*INSTRUCTIONS TO FOLLOW*:
Copy the lines starting at the line that has "Note to the class: point at the white ceiling" and ending after the line that has "<point>28,7</point>". Swap "ceiling fan" for "overhead fan" and change nothing else.

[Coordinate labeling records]
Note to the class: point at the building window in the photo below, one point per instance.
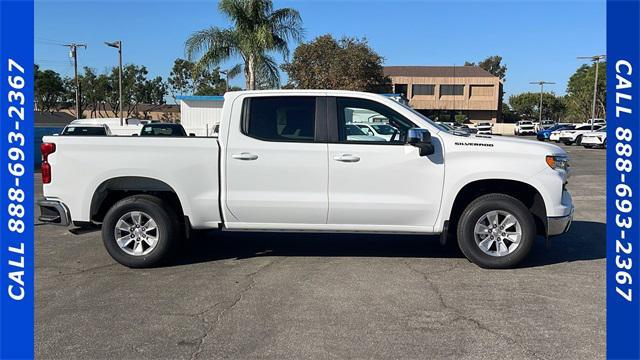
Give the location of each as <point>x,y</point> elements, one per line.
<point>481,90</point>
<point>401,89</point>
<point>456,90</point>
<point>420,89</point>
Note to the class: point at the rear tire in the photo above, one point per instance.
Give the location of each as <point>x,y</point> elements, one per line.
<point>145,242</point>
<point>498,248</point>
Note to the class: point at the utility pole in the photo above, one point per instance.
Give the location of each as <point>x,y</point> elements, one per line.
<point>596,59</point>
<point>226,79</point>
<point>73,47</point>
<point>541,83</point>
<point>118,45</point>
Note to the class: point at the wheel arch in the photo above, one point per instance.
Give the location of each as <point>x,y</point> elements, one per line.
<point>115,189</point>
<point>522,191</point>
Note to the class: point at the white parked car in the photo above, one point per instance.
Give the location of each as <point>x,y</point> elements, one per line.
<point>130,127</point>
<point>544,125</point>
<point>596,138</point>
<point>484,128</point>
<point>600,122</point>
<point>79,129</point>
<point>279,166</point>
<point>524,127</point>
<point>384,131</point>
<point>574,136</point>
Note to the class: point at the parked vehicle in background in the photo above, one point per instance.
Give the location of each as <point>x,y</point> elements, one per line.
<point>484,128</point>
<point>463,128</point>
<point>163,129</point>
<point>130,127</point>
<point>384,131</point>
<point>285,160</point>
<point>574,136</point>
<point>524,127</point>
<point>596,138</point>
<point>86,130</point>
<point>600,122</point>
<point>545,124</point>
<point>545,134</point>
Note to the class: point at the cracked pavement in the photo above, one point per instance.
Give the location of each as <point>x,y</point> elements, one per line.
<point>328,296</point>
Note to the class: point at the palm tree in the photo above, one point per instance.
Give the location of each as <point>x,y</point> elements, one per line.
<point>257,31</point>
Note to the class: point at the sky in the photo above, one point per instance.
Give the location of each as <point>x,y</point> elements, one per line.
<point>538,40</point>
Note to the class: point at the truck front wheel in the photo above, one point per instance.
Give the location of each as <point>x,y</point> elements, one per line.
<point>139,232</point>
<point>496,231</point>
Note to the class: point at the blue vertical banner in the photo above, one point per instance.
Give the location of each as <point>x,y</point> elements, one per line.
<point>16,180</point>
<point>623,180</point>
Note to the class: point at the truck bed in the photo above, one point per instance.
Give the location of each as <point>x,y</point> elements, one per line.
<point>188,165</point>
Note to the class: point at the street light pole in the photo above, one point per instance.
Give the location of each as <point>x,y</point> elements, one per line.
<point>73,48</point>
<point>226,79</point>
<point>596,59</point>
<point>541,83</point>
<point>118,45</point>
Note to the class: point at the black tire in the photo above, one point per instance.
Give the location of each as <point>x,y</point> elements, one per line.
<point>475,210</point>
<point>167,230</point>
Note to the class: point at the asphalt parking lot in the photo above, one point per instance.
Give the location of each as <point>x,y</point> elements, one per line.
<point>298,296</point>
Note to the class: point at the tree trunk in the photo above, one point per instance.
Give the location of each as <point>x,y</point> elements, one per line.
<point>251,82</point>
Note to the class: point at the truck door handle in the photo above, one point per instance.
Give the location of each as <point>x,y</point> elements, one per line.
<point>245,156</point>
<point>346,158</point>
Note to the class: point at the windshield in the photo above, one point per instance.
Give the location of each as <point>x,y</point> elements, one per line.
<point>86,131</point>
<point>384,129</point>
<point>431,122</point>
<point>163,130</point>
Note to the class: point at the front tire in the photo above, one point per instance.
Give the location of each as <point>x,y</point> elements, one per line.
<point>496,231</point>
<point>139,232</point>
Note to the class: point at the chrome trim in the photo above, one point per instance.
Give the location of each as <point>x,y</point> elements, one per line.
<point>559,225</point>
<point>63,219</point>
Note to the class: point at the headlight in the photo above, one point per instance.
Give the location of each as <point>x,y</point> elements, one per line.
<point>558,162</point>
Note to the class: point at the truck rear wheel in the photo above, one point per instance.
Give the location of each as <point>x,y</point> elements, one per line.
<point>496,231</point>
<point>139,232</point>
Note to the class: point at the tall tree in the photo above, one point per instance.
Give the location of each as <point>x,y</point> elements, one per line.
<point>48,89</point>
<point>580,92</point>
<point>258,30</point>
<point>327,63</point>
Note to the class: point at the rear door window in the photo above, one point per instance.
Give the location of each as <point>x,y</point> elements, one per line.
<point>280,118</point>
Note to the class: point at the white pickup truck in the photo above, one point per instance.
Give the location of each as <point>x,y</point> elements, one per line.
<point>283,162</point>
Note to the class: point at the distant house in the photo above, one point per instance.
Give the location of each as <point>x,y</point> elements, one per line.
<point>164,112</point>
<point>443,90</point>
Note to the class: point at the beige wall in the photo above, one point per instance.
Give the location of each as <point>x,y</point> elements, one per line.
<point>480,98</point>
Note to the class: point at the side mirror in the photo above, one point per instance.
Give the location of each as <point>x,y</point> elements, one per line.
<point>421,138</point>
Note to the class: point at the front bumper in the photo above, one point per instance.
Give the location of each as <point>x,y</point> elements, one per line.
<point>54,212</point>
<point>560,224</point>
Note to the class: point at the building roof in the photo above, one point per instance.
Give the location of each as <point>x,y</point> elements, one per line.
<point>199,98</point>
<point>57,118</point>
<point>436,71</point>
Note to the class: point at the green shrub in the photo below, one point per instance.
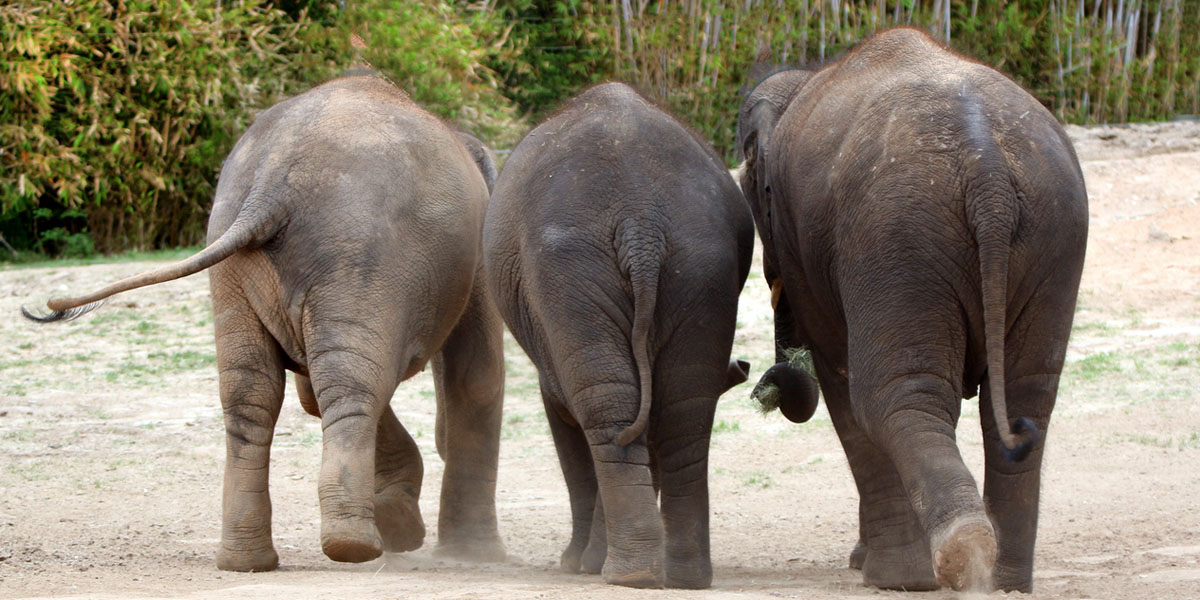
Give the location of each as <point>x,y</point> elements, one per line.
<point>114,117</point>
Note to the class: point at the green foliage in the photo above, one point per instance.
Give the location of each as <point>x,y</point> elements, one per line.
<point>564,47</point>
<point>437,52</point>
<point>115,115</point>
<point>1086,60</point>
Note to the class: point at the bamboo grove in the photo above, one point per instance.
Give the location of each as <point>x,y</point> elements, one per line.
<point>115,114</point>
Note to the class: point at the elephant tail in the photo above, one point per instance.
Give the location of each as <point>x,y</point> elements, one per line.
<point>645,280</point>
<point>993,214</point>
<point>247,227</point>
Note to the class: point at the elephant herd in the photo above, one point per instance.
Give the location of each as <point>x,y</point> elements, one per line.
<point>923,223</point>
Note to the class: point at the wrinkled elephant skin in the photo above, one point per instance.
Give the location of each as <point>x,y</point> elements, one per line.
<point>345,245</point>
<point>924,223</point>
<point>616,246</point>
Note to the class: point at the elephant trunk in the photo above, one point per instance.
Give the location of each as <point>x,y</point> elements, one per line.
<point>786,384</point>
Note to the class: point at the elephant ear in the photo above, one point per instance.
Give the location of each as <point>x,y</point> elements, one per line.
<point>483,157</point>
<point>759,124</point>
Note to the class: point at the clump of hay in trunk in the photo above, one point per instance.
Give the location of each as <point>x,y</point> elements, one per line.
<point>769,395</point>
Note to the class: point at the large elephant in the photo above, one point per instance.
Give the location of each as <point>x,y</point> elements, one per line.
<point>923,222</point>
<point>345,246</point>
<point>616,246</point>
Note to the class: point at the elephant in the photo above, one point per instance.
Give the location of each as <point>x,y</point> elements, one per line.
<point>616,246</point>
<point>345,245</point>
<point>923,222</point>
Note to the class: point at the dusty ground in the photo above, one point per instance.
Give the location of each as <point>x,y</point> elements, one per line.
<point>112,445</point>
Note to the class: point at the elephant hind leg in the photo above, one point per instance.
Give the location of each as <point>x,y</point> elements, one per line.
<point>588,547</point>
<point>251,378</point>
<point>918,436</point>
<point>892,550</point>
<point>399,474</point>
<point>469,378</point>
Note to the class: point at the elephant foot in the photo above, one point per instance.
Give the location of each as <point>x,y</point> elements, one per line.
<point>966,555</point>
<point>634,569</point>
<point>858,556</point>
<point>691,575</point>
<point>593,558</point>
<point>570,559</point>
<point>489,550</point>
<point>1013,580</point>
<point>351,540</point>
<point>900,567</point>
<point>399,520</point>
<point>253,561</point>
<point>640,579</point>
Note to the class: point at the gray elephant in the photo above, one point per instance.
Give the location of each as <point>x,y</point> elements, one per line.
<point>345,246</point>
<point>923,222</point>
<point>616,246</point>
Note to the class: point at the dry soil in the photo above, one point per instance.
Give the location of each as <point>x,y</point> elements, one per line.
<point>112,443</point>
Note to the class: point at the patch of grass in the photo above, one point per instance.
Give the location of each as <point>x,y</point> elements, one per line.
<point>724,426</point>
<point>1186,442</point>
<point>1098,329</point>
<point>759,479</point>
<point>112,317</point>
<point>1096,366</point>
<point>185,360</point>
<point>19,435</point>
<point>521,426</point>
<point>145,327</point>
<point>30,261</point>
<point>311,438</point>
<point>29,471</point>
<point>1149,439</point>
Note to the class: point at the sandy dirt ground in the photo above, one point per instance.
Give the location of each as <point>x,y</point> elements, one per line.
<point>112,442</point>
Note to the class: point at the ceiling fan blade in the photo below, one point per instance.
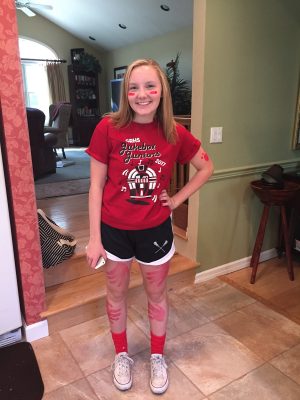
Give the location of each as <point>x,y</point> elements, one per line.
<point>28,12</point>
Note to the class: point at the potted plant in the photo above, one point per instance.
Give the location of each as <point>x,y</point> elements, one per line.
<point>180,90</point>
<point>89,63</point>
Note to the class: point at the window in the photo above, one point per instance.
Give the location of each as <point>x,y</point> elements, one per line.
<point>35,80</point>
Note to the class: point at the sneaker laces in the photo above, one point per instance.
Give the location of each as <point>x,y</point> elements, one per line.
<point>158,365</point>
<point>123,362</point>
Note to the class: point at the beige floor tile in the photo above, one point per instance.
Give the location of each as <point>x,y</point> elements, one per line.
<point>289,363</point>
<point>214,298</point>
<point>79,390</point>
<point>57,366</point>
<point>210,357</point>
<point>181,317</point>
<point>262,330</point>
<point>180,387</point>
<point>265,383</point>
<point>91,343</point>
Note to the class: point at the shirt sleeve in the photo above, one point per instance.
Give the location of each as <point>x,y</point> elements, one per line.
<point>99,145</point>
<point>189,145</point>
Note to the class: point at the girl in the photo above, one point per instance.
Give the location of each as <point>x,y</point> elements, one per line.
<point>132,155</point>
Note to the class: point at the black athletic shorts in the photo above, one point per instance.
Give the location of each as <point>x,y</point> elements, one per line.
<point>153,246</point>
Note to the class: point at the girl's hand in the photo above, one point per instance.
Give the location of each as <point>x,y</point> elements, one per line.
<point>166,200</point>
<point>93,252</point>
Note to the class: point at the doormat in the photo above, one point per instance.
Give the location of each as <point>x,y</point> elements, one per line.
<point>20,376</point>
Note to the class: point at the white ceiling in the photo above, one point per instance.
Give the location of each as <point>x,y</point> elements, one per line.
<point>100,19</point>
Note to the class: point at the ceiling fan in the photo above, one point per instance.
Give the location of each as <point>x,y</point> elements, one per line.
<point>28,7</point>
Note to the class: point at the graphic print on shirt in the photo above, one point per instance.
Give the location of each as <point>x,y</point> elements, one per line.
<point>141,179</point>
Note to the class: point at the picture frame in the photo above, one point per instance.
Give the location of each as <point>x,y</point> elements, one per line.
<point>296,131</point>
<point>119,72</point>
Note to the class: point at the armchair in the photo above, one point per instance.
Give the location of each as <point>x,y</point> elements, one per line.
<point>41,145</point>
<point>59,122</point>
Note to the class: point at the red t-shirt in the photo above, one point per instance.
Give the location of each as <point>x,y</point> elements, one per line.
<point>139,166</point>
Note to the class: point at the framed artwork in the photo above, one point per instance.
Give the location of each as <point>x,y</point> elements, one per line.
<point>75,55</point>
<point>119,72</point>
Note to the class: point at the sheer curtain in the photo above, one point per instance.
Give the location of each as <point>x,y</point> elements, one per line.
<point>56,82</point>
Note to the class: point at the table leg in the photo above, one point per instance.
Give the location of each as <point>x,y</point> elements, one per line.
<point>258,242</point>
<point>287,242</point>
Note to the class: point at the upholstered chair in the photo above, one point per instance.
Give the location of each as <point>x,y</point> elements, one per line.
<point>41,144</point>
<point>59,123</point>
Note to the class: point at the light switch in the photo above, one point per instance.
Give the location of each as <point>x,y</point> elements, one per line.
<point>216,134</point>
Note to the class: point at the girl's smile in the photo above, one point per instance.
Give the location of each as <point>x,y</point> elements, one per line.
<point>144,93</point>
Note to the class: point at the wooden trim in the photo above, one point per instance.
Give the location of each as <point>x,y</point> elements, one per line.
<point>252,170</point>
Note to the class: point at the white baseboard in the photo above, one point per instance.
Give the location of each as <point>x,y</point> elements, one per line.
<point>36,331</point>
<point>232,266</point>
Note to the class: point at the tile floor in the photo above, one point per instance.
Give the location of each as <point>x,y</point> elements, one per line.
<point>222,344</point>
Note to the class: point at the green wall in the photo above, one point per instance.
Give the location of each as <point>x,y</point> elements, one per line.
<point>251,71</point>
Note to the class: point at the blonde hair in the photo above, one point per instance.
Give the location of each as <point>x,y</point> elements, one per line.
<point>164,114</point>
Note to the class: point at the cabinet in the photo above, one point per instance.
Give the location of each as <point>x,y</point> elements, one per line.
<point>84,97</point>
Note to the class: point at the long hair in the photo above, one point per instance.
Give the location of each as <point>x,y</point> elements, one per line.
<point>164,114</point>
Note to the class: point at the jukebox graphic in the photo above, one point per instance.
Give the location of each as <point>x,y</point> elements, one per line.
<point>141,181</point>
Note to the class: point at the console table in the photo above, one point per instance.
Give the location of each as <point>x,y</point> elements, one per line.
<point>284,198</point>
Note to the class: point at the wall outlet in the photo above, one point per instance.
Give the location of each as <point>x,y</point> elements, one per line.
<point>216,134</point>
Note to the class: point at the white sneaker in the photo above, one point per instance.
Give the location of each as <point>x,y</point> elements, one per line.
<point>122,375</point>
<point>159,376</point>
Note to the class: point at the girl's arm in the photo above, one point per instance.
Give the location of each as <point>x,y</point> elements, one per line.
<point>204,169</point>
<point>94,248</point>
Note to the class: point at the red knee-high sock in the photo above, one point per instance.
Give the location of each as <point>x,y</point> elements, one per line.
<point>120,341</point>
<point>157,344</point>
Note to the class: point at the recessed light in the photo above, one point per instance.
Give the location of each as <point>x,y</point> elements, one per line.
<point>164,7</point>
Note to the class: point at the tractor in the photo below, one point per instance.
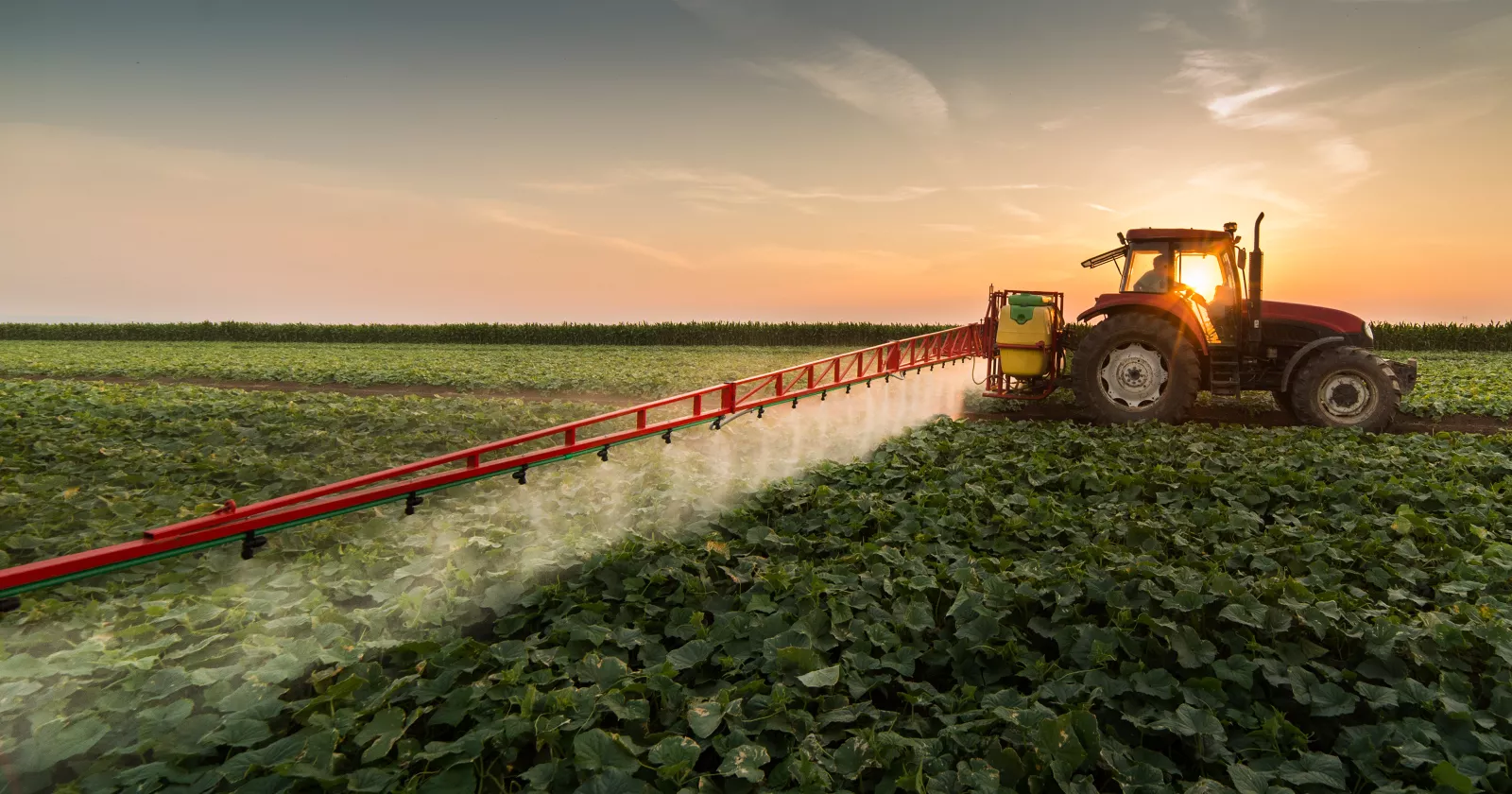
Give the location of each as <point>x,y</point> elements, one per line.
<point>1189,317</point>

*ANSWER FOR THE TASK*:
Note to the class: point at the white ceiling in the photo above, one point per instance.
Give the location of each as <point>x,y</point> elements, one per line.
<point>100,19</point>
Note to the class: point at the overhead fan in the photo above, one point per instance.
Give the location of each as <point>x,y</point> elements, one per line.
<point>28,7</point>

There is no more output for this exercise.